> [Work required]
All records below are to be set down precisely as written, excluding pictures.

[Image-backed grounding data]

════════

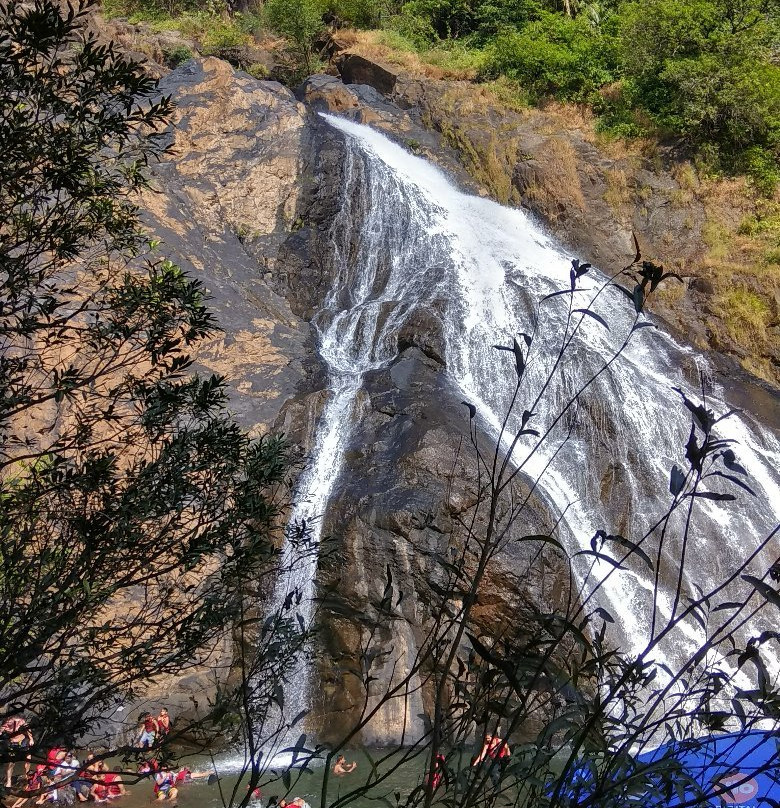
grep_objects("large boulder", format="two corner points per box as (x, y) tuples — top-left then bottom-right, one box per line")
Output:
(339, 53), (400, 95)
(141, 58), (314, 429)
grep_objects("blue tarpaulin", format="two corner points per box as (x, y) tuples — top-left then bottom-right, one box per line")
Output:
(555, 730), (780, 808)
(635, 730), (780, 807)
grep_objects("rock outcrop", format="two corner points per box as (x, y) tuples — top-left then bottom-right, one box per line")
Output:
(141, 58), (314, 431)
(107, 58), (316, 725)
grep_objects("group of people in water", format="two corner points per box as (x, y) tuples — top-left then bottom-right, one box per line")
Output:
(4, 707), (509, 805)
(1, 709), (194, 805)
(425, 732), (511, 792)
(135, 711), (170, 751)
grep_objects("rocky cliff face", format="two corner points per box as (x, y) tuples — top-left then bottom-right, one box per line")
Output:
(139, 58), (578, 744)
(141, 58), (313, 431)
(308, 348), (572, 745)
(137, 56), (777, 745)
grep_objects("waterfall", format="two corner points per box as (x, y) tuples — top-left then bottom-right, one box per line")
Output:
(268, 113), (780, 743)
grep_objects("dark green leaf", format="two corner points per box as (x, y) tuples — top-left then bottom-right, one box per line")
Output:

════════

> [Exercise response]
grep_objects("large boulder", format="two corner points per box as (x, y) tuples — top-left then bottom-right, one box per line")
Output:
(339, 53), (400, 95)
(141, 58), (314, 429)
grep_objects("blue tarpaulin", format="two corner points per box as (x, y) tuples — top-left then bottom-right, one box per line")
Output:
(555, 730), (780, 808)
(635, 730), (780, 807)
grep_objects("rock outcrop", format="two corner points per box as (x, y) tuples — top-left then bottom-right, one box per line")
Output:
(141, 58), (314, 431)
(107, 58), (316, 725)
grep_objects("group of people in water", format="two corner points per box as (x, y) tuples — top-left then bottom-right, one box per line")
Output:
(4, 707), (509, 805)
(1, 709), (194, 805)
(425, 732), (511, 792)
(135, 711), (170, 751)
grep_objects("rocky cliff face", format="two corner points per box as (x, y) tuples — top-left then bottom-right, one box per line")
Output:
(139, 58), (578, 744)
(141, 58), (313, 431)
(308, 348), (572, 745)
(137, 56), (777, 745)
grep_objects("waterfall", format="two corner points per box as (x, y) tuples — top-left then bottom-right, one box per line")
Output:
(268, 113), (780, 743)
grep_objects("dark green leaf", format="two corner points per box as (x, y) tuples — top-left then bottom-right, one box per line")
Output:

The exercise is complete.